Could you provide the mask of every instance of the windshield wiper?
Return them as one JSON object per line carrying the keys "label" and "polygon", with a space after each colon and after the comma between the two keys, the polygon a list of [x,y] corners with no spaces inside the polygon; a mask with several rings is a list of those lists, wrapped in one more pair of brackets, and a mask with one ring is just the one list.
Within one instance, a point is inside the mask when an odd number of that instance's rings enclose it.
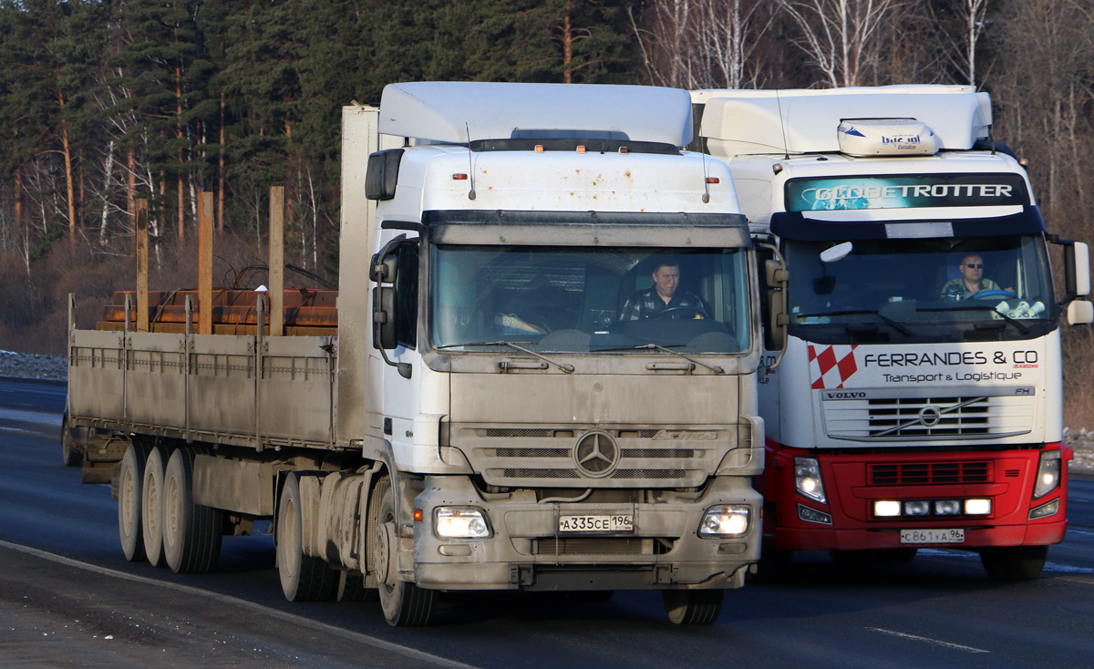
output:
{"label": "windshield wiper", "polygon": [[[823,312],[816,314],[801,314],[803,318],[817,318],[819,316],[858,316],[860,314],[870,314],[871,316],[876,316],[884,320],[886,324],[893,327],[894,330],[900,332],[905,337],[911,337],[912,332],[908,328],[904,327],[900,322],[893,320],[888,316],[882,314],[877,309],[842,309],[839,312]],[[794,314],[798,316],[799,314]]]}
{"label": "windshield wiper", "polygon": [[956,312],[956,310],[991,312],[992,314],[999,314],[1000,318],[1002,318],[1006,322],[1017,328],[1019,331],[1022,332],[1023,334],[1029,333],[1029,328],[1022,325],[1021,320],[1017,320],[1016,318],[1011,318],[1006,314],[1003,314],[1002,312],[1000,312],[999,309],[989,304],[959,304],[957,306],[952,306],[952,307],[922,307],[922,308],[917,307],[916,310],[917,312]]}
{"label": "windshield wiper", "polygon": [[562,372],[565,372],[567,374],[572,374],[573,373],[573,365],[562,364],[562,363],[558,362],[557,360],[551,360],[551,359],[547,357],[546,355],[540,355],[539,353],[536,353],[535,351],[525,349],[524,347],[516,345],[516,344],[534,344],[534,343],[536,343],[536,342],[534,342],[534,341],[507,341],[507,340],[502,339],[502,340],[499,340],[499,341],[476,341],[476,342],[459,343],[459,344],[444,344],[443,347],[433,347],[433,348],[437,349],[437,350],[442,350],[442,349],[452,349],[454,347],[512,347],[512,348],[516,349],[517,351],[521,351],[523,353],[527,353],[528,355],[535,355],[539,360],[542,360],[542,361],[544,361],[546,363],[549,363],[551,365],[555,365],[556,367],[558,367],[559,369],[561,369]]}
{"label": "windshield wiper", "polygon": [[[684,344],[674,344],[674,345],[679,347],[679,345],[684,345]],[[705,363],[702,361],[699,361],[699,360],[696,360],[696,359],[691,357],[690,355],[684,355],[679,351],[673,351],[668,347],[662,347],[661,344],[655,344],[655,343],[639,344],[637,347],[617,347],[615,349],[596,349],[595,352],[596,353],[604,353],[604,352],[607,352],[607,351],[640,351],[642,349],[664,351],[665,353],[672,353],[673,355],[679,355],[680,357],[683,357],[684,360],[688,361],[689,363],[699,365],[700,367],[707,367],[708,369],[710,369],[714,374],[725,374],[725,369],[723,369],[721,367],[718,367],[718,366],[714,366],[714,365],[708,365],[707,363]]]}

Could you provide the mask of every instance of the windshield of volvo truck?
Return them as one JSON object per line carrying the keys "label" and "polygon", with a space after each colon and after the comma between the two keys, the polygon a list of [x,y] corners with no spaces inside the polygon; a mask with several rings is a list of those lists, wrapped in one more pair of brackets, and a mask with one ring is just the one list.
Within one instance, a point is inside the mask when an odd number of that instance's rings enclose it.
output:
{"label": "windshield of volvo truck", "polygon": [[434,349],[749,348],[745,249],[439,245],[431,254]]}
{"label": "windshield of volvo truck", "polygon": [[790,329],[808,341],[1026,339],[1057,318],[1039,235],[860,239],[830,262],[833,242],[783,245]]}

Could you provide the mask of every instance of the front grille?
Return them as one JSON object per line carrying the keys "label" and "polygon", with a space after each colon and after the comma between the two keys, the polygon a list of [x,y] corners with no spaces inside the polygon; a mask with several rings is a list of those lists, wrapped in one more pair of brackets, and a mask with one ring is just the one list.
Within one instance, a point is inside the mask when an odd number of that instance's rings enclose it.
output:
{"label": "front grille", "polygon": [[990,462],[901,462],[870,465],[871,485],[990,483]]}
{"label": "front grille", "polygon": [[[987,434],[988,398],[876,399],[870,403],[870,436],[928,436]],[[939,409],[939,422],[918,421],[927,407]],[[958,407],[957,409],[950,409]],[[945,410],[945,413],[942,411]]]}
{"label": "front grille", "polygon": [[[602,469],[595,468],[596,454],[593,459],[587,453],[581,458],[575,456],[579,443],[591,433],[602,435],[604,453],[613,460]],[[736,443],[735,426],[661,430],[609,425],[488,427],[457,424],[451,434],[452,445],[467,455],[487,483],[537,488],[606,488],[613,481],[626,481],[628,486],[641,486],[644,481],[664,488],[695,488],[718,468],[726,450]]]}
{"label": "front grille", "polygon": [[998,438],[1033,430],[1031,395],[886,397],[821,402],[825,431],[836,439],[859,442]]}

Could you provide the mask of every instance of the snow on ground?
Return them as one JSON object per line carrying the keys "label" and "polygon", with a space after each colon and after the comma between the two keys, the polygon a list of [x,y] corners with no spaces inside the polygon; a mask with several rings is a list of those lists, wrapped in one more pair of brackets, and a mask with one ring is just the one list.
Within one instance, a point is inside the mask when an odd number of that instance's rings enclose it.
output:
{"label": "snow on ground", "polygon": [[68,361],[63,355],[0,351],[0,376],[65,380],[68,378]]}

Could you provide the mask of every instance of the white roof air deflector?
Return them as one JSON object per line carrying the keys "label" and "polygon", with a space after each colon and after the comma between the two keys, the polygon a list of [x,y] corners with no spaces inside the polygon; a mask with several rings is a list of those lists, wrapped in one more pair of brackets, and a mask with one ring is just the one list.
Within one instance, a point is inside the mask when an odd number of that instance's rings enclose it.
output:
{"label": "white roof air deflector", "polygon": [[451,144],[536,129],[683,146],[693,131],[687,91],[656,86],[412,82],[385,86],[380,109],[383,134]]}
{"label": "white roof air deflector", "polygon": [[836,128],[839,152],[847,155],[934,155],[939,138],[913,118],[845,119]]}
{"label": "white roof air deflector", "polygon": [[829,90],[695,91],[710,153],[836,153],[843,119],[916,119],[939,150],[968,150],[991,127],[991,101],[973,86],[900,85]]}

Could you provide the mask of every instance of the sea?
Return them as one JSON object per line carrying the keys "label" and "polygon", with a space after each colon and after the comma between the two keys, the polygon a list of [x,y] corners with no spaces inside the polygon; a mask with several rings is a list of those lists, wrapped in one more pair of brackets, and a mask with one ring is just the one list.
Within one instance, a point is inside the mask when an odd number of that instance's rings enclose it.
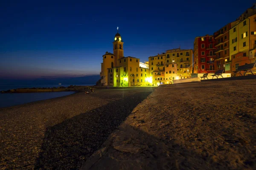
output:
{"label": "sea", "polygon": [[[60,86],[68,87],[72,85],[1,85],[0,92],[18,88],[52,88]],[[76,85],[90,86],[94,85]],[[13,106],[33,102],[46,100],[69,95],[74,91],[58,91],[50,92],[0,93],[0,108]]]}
+ + +
> _Work required_
Exclude every picture and copy the remaining data exactly.

> _Task response_
Could you provide the mask of every instance of the windshield wiper?
Return them as one JSON object per line carrying the keys "label" and "polygon", with a space after each colon and after the comma between the two keys, the polygon a list of [x,y] corners with no spaces inside the polygon; a mask with several rings is a list of those lists, wrapped in one more pair of brackets, and a mask with one ring is just the one list.
Within one instance, a point is inside the mask when an odd number of that instance's rings enclose it.
output:
{"label": "windshield wiper", "polygon": [[[823,312],[816,314],[801,314],[803,318],[817,318],[819,316],[858,316],[860,314],[870,314],[871,316],[876,316],[884,320],[886,324],[893,327],[894,330],[900,332],[905,337],[911,337],[912,332],[908,328],[904,327],[900,322],[893,320],[888,316],[882,314],[877,309],[842,309],[839,312]],[[794,314],[798,316],[799,314]]]}
{"label": "windshield wiper", "polygon": [[956,312],[956,310],[991,312],[992,314],[999,314],[1000,318],[1002,318],[1006,322],[1017,328],[1019,331],[1022,332],[1023,334],[1029,333],[1029,328],[1022,325],[1021,320],[1017,320],[1016,318],[1011,318],[1006,314],[1003,314],[1002,312],[1000,312],[999,309],[989,304],[959,304],[957,306],[952,306],[952,307],[922,307],[922,308],[917,307],[916,310],[917,312]]}
{"label": "windshield wiper", "polygon": [[562,372],[565,372],[567,374],[572,374],[573,373],[573,365],[562,364],[562,363],[558,362],[557,360],[551,360],[551,359],[547,357],[546,355],[540,355],[539,353],[536,353],[535,351],[525,349],[524,347],[516,345],[516,344],[534,344],[534,343],[536,343],[536,342],[534,342],[534,341],[507,341],[507,340],[502,339],[502,340],[499,340],[499,341],[476,341],[476,342],[459,343],[459,344],[444,344],[443,347],[433,347],[433,348],[437,349],[437,350],[442,350],[442,349],[452,349],[454,347],[512,347],[512,348],[516,349],[517,351],[521,351],[523,353],[527,353],[528,355],[535,355],[539,360],[542,360],[542,361],[544,361],[546,363],[549,363],[551,365],[555,365],[556,367],[558,367],[559,369],[561,369]]}
{"label": "windshield wiper", "polygon": [[[684,344],[674,344],[674,345],[679,347],[679,345],[684,345]],[[705,363],[702,361],[699,361],[699,360],[696,360],[696,359],[691,357],[690,355],[684,355],[679,351],[673,351],[668,347],[662,347],[661,344],[655,344],[655,343],[639,344],[637,347],[617,347],[615,349],[596,349],[595,352],[596,353],[604,353],[604,352],[607,352],[607,351],[640,351],[642,349],[664,351],[665,353],[672,353],[673,355],[679,355],[680,357],[683,357],[684,360],[688,361],[689,363],[699,365],[700,367],[707,367],[708,369],[710,369],[714,374],[725,374],[725,369],[723,369],[721,367],[718,367],[718,366],[714,366],[714,365],[708,365],[707,363]]]}

Could you provide the mask of every instance of the windshield of volvo truck?
Return them as one JSON object per line carrying the keys "label" and "polygon", with a space after each colon and after the comma between the two keys, the polygon a list of [x,y] corners with no spaces inside the polygon; a mask with several rings is a list of those lists, wrapped in one more pair of brackets, and a mask with one ring is just the one list.
Within one instance, a point is inside the mask when an odd number of that instance's rings enclose it.
output:
{"label": "windshield of volvo truck", "polygon": [[434,349],[749,348],[745,249],[439,245],[431,254]]}
{"label": "windshield of volvo truck", "polygon": [[790,329],[808,341],[1026,339],[1057,318],[1039,235],[860,239],[830,262],[833,242],[783,245]]}

Could you provide the mask of every instance of the front grille?
Return them as one JSON object per line carrying the keys "label" and "polygon", with a space after each colon and after the comma between the two keys, the polygon a list of [x,y] corners with no spaces inside the polygon; a mask with several rings is a list of those lists, wrapped in one more pair of brackets, and a mask with one ring is just the one list.
Within one instance, a point is inside the mask when an odd number of that instance's rings enclose it.
output:
{"label": "front grille", "polygon": [[990,462],[901,462],[870,465],[871,485],[990,483]]}
{"label": "front grille", "polygon": [[[987,434],[988,398],[876,399],[870,403],[870,436],[928,436]],[[939,409],[939,422],[918,421],[927,407]],[[958,407],[957,409],[950,409]],[[945,410],[945,413],[942,411]]]}
{"label": "front grille", "polygon": [[[602,469],[595,468],[596,454],[593,459],[587,453],[581,458],[575,456],[579,443],[591,433],[602,435],[604,453],[613,460]],[[736,443],[735,426],[661,430],[609,425],[488,427],[457,424],[451,434],[452,445],[467,455],[487,483],[537,488],[606,488],[613,481],[626,481],[628,486],[641,486],[644,481],[664,488],[695,488],[718,468],[726,450]]]}
{"label": "front grille", "polygon": [[998,438],[1033,430],[1031,395],[886,397],[821,402],[825,431],[836,439],[859,442]]}

Could you provide the mask of every instance of the snow on ground?
Return them as one JSON object per line carrying the keys "label" and "polygon", with a space after each colon and after the comma between the two keys, the polygon a list of [x,y] corners with no spaces inside the polygon; a mask with several rings is a list of those lists, wrapped in one more pair of brackets, and a mask with one ring is just the one list.
Within one instance, a point is inside the mask when an odd number of that instance's rings enclose it.
output:
{"label": "snow on ground", "polygon": [[68,361],[63,355],[0,351],[0,376],[65,380],[68,378]]}

Could you provide the mask of every instance of the white roof air deflector?
Return them as one JSON object per line carrying the keys "label" and "polygon", with a space after each colon and after the comma between the two keys, the polygon a list of [x,y] corners with no spaces inside the polygon; a mask with several rings is a list of those lists, wrapped in one more pair of brackets, and a mask with one ring is just the one list.
Within one instance, a point is inside the mask when an odd number of that instance's rings enclose it.
output:
{"label": "white roof air deflector", "polygon": [[451,144],[536,129],[683,146],[693,131],[687,91],[656,86],[412,82],[385,86],[380,109],[383,134]]}
{"label": "white roof air deflector", "polygon": [[836,128],[839,152],[847,155],[934,155],[939,138],[913,118],[845,119]]}
{"label": "white roof air deflector", "polygon": [[829,90],[695,91],[710,153],[836,153],[843,119],[916,119],[939,150],[968,150],[991,127],[991,101],[973,86],[900,85]]}

Could you provide the mask of every instance of the sea?
Return them as one JSON object per line carrying the keys "label" and "polygon", with a space after each colon and after the comma between the two keys, the polygon a list of [x,y] corners with no spaces inside the polygon; a mask with several rings is a list of those lists, wrapped in one more pair of brackets, and a mask with one ring is just the one list.
Within one instance, a point is inside the mask when an odd number of that instance's rings enclose it.
output:
{"label": "sea", "polygon": [[[60,86],[68,87],[72,85],[1,85],[0,92],[18,88],[52,88]],[[76,85],[90,86],[94,85]],[[13,106],[33,102],[46,100],[69,95],[74,91],[58,91],[50,92],[0,93],[0,108]]]}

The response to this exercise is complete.